■ Task objective:
Reproduce all of the data below verbatim, leaving out the pictures.
○ ○ ○
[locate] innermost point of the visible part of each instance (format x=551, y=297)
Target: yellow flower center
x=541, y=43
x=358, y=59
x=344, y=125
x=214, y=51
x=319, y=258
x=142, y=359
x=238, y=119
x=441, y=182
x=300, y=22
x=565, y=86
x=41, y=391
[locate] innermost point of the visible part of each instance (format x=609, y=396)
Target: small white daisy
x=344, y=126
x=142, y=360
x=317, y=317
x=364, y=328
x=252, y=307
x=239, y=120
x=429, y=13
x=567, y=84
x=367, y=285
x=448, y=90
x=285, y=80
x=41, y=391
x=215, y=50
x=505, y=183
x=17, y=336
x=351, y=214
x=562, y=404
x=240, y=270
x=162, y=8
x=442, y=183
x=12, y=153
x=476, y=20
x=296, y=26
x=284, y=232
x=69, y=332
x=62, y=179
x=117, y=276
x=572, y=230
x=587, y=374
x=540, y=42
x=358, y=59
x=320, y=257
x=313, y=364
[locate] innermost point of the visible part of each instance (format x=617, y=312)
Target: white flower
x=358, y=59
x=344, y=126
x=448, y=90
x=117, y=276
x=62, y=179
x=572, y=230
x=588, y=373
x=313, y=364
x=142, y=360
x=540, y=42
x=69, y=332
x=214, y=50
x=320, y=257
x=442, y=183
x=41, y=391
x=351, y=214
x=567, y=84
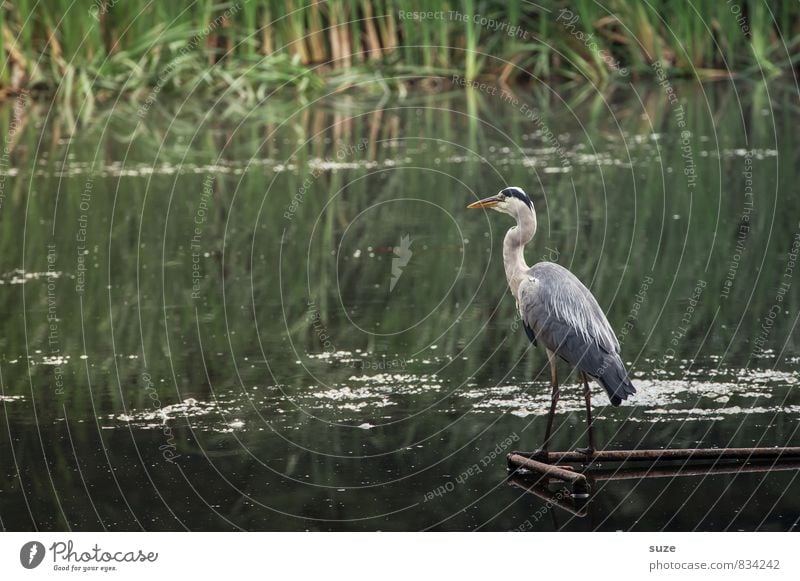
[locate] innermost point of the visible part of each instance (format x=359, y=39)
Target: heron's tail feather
x=614, y=378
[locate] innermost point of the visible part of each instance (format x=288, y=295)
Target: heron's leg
x=553, y=401
x=587, y=395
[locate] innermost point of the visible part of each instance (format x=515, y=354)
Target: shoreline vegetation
x=248, y=49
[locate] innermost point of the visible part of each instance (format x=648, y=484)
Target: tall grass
x=78, y=51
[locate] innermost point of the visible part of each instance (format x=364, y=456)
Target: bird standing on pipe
x=560, y=312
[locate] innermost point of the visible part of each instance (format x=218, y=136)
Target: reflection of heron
x=559, y=311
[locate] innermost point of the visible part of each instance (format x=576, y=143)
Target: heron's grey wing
x=566, y=318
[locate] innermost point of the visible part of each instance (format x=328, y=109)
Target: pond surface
x=286, y=319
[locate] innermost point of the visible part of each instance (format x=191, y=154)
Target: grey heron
x=560, y=312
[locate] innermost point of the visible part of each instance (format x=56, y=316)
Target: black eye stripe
x=519, y=194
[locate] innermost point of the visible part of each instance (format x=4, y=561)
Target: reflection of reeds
x=251, y=48
x=594, y=233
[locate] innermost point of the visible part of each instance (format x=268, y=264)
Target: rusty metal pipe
x=542, y=468
x=664, y=455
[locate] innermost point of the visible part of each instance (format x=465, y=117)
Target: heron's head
x=511, y=200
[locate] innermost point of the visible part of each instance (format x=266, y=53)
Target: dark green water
x=202, y=330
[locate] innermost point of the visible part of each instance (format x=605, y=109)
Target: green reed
x=95, y=51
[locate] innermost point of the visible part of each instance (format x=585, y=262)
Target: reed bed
x=111, y=47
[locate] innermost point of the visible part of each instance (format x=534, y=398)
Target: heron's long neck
x=514, y=248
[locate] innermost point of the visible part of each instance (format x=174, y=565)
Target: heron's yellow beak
x=485, y=203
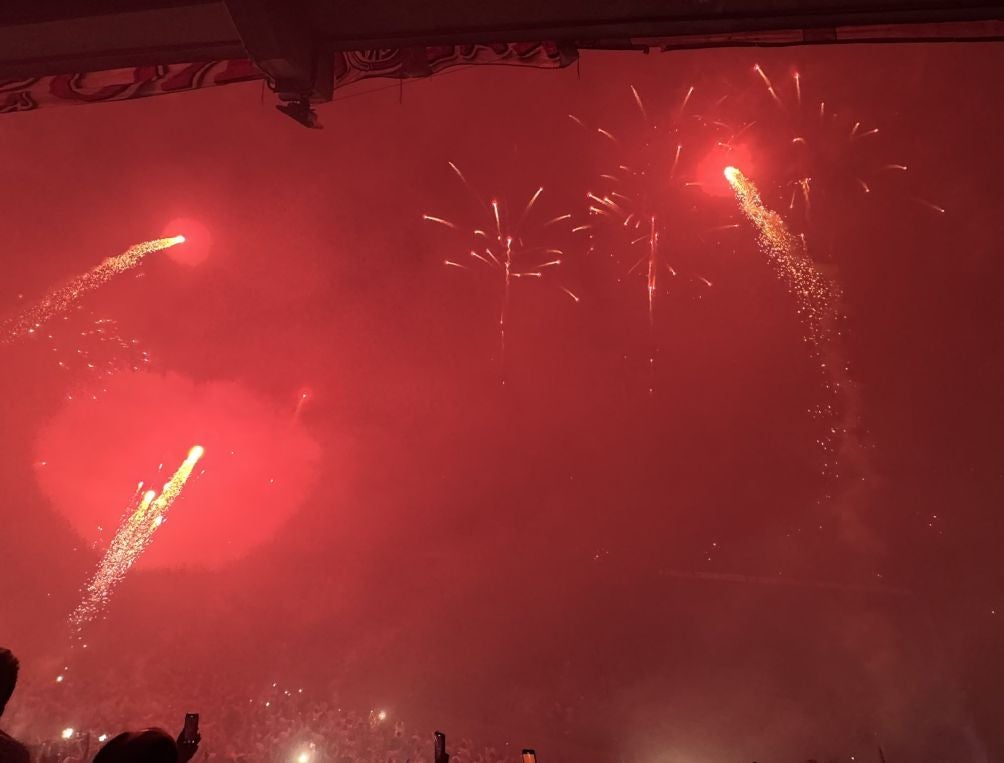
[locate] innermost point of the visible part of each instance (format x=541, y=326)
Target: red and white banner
x=349, y=66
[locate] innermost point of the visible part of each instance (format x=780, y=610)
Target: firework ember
x=60, y=299
x=817, y=302
x=145, y=514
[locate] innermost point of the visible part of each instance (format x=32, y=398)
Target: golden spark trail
x=817, y=301
x=60, y=299
x=135, y=533
x=814, y=295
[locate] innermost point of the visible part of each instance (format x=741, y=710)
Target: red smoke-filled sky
x=565, y=558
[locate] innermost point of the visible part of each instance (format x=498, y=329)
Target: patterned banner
x=142, y=81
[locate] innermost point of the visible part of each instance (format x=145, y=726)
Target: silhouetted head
x=147, y=746
x=8, y=676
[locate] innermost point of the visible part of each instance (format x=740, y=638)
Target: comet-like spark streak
x=60, y=299
x=144, y=516
x=822, y=153
x=817, y=304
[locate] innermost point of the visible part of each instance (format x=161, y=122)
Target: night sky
x=527, y=547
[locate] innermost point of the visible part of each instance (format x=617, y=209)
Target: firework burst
x=505, y=246
x=59, y=300
x=144, y=515
x=649, y=208
x=823, y=157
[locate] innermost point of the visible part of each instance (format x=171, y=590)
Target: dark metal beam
x=40, y=37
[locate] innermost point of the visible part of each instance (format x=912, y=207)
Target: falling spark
x=930, y=205
x=683, y=106
x=440, y=221
x=769, y=85
x=812, y=291
x=60, y=299
x=146, y=513
x=641, y=105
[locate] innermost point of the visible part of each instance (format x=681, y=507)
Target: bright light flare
x=61, y=299
x=194, y=235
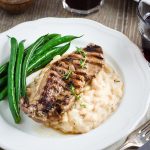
○ ○ ○
■ Answer below:
[locate] innermost point of the visible part of each instance (format x=551, y=297)
Target: yellow flower center
x=541, y=43
x=358, y=59
x=344, y=125
x=214, y=51
x=319, y=258
x=142, y=359
x=238, y=119
x=441, y=182
x=300, y=22
x=565, y=86
x=41, y=391
[locate] innermost point of the visible part of each instance (format x=609, y=396)
Target: small white daisy
x=344, y=126
x=142, y=360
x=317, y=317
x=364, y=328
x=252, y=307
x=239, y=120
x=429, y=13
x=567, y=84
x=367, y=285
x=448, y=90
x=285, y=80
x=41, y=391
x=215, y=50
x=505, y=183
x=17, y=336
x=351, y=214
x=562, y=404
x=240, y=270
x=162, y=8
x=442, y=183
x=12, y=153
x=476, y=20
x=296, y=26
x=284, y=232
x=69, y=332
x=62, y=179
x=117, y=276
x=572, y=230
x=587, y=374
x=540, y=42
x=358, y=59
x=320, y=257
x=313, y=364
[locate] innermost point of the visible part of each instance (format x=617, y=312)
Target: white flower
x=358, y=59
x=344, y=126
x=448, y=90
x=117, y=276
x=62, y=179
x=572, y=230
x=588, y=373
x=313, y=364
x=142, y=360
x=540, y=42
x=69, y=332
x=214, y=50
x=320, y=257
x=442, y=183
x=41, y=391
x=351, y=214
x=567, y=84
[locate] innermost point of the visible part of each instance (format x=359, y=39)
Target: heron's tail feather
x=614, y=378
[locate] innermost point of the visible part of each instance (format x=288, y=295)
Target: heron's leg
x=553, y=401
x=587, y=395
[locate] innermost point of the visible part of each instance (format x=515, y=354)
Target: shoreline vegetation
x=248, y=49
[locate] innermost point of the visible part of each instance (format x=648, y=484)
Target: tall grass
x=78, y=51
[locate] innermost point of the visible part of each instance (format x=364, y=456)
Target: bird standing on pipe
x=560, y=312
[locate] innermost point of the visible part of each instance (format x=218, y=136)
Target: reflection of heron
x=559, y=311
[locate] innermost point of the visible part of each instance (format x=576, y=143)
Target: heron's grey wing
x=566, y=318
[locate] innermost point of the visible part of each instance (format x=328, y=109)
Target: pond surface
x=286, y=319
[locate] innermost point of the visible part of each instance (format x=191, y=154)
Target: grey heron
x=560, y=312
[locate] innermost point of the visible part of each instance (format x=56, y=316)
Target: black eye stripe
x=519, y=194
[locate] innermost point of the visible part of each instance (format x=4, y=561)
Target: reflection of reeds
x=251, y=48
x=594, y=233
[locate] innermost point of the visible part of each instance (format x=268, y=264)
Target: rusty metal pipe
x=542, y=468
x=664, y=455
[locate] innermost point of the visible part of each instance (format x=465, y=117)
Target: heron's head
x=511, y=200
[locate] innermost point of the visible part of each instance (format x=266, y=53)
Target: dark green water
x=202, y=330
[locate] innermost point of the visible part of each instance (format x=605, y=109)
Target: green reed
x=95, y=51
[locate] innermost point of the visible part of each instance (format x=585, y=262)
Target: reed bed
x=111, y=47
[locate] innermost point of the visible part of each instance (format x=534, y=398)
Target: heron's long neck
x=514, y=248
[locate] innermost point of the visible part of each instance (format x=174, y=565)
Target: heron's yellow beak
x=485, y=203
[locate] innermost point of the visible part of each instance (format x=541, y=326)
Target: red and white banner
x=349, y=66
[locate] innermost point of the visible part of each instance (format x=780, y=610)
Target: firework ember
x=60, y=299
x=817, y=302
x=145, y=514
[locate] innermost point of the visible part of each instance (format x=32, y=398)
Target: golden spark trail
x=817, y=301
x=60, y=299
x=135, y=533
x=814, y=295
[locate] innermost point of the visible part of each instance (format x=741, y=710)
Target: red smoke-filled sky
x=565, y=558
[locate] innermost point of the visible part of each instance (format x=498, y=329)
Target: patterned banner
x=142, y=81
[locate] innermost point of the visible part of each instance (format x=145, y=726)
Target: silhouetted head
x=147, y=746
x=8, y=676
[locate] innermost point of the visible part of each instance (format x=740, y=638)
Target: comet-like spark streak
x=60, y=299
x=144, y=516
x=822, y=153
x=817, y=304
[locate] innermost point of the visible part of each instance (format x=161, y=122)
Target: night sky
x=527, y=547
[locate] innermost point of the visible part of each instance (format x=617, y=209)
Target: firework burst
x=505, y=246
x=59, y=300
x=144, y=515
x=649, y=208
x=823, y=157
[locate] innermost point of the visible part of each instance (format x=171, y=590)
Target: dark metal beam
x=40, y=37
[locate] innermost point of the visible part of each instance (format x=912, y=207)
Target: falling spark
x=930, y=205
x=683, y=106
x=440, y=221
x=769, y=85
x=812, y=291
x=60, y=299
x=146, y=513
x=641, y=105
[locate] innermost point of the visible part of each instance (format x=681, y=507)
Target: bright light flare
x=61, y=299
x=194, y=235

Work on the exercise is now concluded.